→ **Dataset records**:
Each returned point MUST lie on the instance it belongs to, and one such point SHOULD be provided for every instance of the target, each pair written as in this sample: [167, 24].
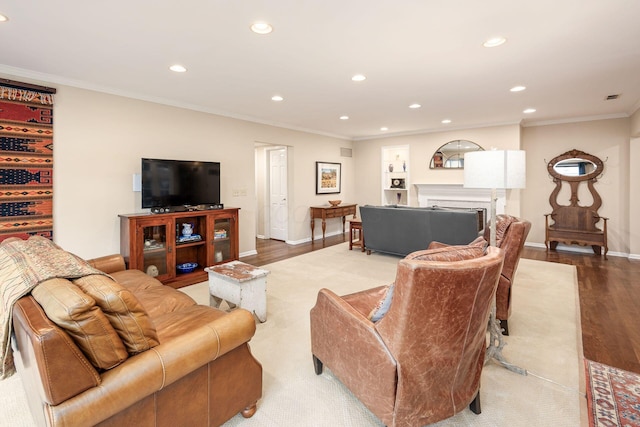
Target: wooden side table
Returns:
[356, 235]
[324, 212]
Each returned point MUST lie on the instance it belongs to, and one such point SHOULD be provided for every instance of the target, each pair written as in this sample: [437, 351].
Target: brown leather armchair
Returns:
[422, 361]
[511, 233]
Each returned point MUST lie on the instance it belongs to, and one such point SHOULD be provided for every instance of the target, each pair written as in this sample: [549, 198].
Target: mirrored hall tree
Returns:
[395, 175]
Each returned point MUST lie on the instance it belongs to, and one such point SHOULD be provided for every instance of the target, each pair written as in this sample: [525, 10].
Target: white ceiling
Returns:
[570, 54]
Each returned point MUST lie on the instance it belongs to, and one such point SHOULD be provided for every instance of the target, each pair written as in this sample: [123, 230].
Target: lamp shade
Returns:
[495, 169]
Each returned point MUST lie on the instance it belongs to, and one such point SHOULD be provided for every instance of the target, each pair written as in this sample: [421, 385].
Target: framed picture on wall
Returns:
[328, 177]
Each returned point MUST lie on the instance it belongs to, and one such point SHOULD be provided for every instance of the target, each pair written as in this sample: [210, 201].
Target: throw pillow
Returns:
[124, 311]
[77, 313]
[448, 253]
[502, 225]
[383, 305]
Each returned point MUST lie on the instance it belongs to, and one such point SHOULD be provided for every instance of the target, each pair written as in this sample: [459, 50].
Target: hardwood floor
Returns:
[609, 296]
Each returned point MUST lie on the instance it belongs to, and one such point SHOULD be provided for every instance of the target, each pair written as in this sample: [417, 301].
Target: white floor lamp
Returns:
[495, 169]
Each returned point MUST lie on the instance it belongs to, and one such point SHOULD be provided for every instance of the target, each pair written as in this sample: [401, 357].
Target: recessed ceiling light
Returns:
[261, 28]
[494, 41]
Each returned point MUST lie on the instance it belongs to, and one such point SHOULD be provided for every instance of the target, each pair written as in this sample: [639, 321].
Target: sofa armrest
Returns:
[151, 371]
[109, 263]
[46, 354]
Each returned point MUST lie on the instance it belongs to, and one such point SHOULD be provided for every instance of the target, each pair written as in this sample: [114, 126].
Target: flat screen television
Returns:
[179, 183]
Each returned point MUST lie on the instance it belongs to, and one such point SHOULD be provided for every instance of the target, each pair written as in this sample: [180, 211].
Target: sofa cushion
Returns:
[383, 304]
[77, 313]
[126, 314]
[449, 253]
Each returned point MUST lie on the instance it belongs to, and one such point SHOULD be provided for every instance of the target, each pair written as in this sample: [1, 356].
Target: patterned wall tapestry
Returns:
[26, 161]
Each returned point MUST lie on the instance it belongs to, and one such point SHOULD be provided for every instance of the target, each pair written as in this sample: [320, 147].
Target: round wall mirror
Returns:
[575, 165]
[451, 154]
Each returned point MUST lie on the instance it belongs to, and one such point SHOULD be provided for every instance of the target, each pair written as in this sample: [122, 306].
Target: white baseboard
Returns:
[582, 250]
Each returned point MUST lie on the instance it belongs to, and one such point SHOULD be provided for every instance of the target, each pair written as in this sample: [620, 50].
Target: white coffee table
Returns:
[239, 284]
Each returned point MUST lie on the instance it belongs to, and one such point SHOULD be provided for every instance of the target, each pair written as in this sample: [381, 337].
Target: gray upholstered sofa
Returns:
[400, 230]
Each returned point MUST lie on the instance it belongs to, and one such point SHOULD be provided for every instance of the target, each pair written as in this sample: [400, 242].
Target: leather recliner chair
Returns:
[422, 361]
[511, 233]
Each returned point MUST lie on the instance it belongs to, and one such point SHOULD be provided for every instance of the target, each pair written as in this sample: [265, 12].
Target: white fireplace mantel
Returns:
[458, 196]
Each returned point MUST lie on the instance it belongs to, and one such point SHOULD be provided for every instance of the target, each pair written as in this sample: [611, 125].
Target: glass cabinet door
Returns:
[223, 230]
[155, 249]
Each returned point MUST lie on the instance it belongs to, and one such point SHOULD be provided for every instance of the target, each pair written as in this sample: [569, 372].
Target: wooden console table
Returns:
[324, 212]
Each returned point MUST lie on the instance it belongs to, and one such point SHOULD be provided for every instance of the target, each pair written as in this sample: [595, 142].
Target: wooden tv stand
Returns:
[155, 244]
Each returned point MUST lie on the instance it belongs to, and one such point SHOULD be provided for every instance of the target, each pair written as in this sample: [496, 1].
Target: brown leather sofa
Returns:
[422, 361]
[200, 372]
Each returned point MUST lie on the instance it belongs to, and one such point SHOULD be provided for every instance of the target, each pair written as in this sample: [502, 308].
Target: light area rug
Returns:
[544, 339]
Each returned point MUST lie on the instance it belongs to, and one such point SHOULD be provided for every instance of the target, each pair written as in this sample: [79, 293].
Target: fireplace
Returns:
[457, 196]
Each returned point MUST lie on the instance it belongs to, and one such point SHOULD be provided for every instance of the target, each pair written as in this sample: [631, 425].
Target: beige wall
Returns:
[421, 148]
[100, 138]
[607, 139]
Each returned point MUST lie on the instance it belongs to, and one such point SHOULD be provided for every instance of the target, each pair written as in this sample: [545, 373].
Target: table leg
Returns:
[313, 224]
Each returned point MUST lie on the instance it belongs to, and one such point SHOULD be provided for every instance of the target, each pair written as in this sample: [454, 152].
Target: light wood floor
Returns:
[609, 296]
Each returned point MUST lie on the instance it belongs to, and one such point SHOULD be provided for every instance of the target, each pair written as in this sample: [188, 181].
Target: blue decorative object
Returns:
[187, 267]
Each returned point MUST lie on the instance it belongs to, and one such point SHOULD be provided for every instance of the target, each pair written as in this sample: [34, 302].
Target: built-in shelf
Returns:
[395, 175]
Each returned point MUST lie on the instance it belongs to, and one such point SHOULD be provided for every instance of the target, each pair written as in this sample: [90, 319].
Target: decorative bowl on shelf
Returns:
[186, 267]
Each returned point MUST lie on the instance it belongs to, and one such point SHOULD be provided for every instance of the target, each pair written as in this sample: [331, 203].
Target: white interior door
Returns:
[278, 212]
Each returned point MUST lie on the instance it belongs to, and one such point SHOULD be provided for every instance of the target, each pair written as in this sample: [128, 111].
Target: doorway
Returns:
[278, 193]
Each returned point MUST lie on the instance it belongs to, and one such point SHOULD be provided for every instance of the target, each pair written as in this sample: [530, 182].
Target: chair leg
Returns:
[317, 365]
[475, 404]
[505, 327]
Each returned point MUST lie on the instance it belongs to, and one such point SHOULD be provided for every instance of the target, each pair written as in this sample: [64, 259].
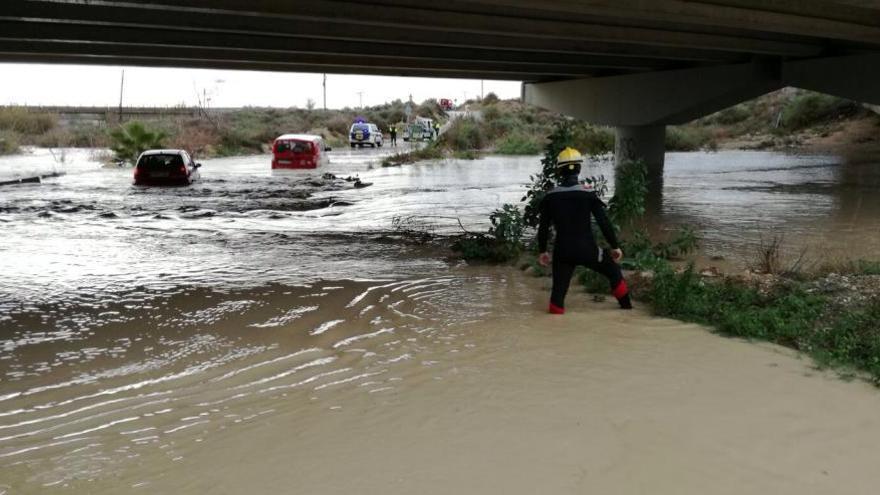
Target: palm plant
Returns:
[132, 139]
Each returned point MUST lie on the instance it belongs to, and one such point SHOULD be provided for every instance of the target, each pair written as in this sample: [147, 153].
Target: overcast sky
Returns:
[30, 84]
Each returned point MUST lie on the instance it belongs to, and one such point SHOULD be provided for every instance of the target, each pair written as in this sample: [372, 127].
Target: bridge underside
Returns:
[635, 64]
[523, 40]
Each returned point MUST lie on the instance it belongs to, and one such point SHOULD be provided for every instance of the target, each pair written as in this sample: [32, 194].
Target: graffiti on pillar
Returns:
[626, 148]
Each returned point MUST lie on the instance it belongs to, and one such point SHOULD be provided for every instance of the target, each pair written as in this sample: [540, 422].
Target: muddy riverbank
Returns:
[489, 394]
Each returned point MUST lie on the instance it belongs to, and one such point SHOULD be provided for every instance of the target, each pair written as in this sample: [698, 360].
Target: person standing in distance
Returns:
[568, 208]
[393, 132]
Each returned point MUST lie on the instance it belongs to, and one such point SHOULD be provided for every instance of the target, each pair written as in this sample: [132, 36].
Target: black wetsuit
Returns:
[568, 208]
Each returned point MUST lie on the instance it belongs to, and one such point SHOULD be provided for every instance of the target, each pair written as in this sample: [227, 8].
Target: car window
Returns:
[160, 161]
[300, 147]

→ **Do this**:
Write out the lines above from the one containing "sample: [698, 360]." through the last, exactly as they are.

→ **Result of the exercise**:
Each returned point MUST lie on the instance it belongs to, and one such point SHOULD be provided for every instance of the target, each pair written as in this sample: [698, 360].
Target: person standing in distance
Returns:
[568, 208]
[393, 132]
Each returned point MUST lie on the instance it belongs to, and one such point SHOULD be provided for every instance of the target, each pair written as in this sample: [132, 36].
Target: black wetsuit
Returns:
[568, 208]
Each returned point MUST lie on the instance it belongs to, and one such point SHOULD be provided for every instance of the target, each pair written as in this sample: [227, 8].
Target: car window
Returns:
[160, 161]
[300, 147]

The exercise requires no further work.